▶ TASK TO COMPLETE:
Render the records from the line with "mask job: hand holding paper" up to and including the line with "143), (237, 129)]" as a Markdown table with the columns Row and Record line, numbering each nonblank line in order and skipping blank lines. Leave the pictures out of the answer.

▶ THE RECORDS:
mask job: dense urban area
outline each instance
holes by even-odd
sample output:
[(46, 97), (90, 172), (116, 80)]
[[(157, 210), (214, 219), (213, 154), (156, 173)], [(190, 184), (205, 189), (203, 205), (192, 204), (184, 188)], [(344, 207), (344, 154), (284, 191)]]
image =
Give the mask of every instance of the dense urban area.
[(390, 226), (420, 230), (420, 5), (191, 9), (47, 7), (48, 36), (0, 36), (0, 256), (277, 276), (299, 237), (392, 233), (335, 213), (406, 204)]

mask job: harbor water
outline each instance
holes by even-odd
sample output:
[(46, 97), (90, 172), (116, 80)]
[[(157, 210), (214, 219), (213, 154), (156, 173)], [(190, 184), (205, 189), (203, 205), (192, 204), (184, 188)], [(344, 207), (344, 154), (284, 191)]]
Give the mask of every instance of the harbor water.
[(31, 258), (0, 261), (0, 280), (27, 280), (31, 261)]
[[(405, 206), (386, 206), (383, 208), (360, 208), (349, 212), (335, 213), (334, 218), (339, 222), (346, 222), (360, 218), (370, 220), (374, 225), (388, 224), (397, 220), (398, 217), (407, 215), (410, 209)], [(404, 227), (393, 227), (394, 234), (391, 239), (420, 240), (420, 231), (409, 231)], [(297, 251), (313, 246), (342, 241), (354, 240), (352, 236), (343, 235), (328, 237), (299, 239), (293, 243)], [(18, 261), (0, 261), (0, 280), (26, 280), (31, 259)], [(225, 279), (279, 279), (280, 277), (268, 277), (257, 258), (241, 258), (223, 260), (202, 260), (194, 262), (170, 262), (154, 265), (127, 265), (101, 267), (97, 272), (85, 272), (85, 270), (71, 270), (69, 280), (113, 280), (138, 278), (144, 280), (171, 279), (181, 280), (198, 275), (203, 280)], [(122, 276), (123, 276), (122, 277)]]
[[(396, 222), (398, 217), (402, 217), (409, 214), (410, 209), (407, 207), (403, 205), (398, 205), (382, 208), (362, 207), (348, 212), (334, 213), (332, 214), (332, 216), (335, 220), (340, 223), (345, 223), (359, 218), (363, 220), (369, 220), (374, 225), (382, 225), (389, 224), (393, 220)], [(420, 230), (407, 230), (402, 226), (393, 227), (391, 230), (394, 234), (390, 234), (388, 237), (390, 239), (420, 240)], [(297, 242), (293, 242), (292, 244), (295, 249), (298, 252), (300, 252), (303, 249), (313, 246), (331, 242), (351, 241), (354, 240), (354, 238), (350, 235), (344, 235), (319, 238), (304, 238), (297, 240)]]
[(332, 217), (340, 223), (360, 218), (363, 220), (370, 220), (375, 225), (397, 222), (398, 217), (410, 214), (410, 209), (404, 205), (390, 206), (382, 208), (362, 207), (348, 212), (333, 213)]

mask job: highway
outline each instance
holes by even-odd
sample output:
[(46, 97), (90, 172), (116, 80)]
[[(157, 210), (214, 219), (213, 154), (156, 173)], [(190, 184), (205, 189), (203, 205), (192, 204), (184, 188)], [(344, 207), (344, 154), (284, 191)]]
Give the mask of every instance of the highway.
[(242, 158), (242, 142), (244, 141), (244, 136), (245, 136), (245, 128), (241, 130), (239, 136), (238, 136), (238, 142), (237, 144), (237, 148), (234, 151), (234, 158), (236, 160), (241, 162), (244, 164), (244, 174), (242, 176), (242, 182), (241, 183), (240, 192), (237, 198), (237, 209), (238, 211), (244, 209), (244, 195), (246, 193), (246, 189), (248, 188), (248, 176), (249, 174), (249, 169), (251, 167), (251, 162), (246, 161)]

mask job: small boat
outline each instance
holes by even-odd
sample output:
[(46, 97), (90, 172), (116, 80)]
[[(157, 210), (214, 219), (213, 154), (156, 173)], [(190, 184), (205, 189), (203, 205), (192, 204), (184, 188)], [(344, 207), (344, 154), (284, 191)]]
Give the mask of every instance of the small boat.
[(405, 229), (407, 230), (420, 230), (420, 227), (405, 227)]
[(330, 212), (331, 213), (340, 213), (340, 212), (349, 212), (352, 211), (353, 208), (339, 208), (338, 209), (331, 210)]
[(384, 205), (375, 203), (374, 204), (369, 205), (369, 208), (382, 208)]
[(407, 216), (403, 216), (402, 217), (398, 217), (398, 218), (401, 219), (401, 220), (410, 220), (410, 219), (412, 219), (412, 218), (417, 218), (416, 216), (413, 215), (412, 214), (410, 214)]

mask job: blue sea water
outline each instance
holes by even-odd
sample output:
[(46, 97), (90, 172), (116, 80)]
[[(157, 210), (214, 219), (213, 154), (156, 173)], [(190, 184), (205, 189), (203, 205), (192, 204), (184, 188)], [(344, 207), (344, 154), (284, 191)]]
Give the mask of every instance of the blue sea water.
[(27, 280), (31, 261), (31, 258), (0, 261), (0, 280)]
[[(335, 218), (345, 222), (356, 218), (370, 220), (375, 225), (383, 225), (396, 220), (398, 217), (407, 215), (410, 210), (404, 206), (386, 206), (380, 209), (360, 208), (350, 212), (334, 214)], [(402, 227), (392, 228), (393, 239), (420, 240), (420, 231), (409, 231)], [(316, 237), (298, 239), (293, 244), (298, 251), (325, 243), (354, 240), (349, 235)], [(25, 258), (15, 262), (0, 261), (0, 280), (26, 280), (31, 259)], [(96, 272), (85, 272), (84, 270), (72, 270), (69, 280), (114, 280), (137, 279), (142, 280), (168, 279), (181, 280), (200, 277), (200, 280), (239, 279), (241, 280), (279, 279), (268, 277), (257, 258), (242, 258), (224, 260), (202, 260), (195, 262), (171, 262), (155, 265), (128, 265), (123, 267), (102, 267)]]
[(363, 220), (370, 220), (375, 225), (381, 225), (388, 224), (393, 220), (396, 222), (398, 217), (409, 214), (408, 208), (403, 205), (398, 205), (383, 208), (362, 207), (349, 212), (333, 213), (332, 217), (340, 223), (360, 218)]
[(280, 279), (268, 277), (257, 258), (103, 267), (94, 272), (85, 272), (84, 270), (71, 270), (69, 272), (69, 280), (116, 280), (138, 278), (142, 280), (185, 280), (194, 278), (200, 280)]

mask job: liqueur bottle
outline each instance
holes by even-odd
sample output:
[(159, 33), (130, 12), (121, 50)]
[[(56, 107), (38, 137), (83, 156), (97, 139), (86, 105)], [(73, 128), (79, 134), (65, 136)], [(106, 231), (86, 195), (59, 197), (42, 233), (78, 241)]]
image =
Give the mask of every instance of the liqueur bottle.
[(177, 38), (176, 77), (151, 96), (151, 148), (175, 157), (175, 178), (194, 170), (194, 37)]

* * *

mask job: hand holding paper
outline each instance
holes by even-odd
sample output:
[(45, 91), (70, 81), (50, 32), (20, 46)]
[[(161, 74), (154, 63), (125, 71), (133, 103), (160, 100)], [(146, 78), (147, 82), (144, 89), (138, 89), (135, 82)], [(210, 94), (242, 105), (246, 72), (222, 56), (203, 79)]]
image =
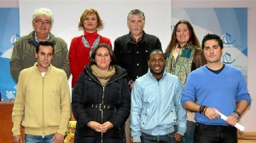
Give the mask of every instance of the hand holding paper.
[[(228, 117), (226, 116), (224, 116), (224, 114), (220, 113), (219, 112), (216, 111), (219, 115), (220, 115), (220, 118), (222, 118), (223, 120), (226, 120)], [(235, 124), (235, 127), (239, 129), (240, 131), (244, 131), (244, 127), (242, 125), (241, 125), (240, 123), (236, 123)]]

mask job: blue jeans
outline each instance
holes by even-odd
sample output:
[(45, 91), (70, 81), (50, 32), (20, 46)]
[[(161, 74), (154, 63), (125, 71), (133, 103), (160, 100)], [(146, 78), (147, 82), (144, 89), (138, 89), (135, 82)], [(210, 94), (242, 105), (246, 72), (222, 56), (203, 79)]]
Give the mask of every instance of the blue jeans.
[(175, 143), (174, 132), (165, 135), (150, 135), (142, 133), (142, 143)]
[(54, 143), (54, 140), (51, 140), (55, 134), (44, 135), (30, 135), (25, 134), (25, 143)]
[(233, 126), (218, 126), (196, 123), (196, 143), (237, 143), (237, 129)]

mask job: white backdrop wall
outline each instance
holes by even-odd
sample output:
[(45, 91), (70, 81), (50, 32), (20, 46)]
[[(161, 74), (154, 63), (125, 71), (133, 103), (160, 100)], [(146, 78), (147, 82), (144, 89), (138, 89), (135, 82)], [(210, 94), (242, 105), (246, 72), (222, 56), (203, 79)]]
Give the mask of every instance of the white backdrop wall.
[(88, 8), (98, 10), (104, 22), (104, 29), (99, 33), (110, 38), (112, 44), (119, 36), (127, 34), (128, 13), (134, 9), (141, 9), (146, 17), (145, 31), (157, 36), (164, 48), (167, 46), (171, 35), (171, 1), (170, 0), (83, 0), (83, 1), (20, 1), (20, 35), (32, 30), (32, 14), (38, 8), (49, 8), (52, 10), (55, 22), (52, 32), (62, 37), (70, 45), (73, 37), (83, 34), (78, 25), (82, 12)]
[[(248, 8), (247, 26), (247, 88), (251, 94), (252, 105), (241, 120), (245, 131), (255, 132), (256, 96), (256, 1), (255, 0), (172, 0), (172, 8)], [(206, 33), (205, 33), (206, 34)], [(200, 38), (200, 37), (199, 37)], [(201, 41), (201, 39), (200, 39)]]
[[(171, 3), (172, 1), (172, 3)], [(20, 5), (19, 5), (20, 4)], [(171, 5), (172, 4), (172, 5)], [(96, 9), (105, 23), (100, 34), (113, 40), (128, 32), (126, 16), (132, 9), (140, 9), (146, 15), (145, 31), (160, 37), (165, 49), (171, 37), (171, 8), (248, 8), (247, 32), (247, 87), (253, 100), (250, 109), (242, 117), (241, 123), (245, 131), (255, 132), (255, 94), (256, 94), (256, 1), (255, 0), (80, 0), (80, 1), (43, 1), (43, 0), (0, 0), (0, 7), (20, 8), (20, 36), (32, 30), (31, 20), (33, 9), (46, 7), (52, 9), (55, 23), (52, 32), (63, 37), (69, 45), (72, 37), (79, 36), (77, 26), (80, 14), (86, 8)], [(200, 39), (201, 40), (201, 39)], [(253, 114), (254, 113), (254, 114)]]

▶ ANSWER BELOW:
| Row | Record line |
|---|---|
| 1 | mask job: hand holding paper |
| 2 | outline each instance |
| 3 | holes by even-odd |
| 4 | sample output: |
| 5 | [(45, 91), (70, 81), (50, 32), (20, 46)] |
| 6 | [[(161, 74), (154, 63), (125, 71), (133, 103), (160, 100)], [(146, 78), (147, 82), (144, 89), (138, 89), (135, 82)], [(210, 94), (242, 105), (246, 72), (222, 56), (203, 79)]] |
| 7 | image = |
| 8 | Give the mask of every instance of the hand holding paper. |
| 9 | [[(228, 117), (226, 116), (224, 116), (224, 114), (220, 113), (219, 112), (216, 111), (219, 115), (220, 115), (220, 118), (222, 118), (223, 120), (226, 120)], [(235, 124), (235, 127), (239, 129), (240, 131), (244, 131), (244, 127), (242, 125), (241, 125), (240, 123), (236, 123)]] |
| 10 | mask job: blue jeans |
| 11 | outline each instance |
| 12 | holes by even-odd |
| 13 | sample output: |
| 14 | [(45, 91), (70, 81), (50, 32), (20, 46)] |
| 15 | [[(161, 74), (154, 63), (125, 71), (133, 103), (160, 100)], [(146, 78), (147, 82), (144, 89), (138, 89), (135, 82)], [(210, 94), (242, 105), (246, 72), (222, 56), (203, 79)]] |
| 16 | Give the mask of every instance of the blue jeans. |
| 17 | [(175, 143), (174, 132), (165, 135), (150, 135), (142, 133), (142, 143)] |
| 18 | [(54, 143), (54, 140), (51, 140), (55, 134), (44, 135), (30, 135), (25, 134), (25, 143)] |
| 19 | [(233, 126), (218, 126), (196, 123), (196, 143), (237, 143), (237, 129)] |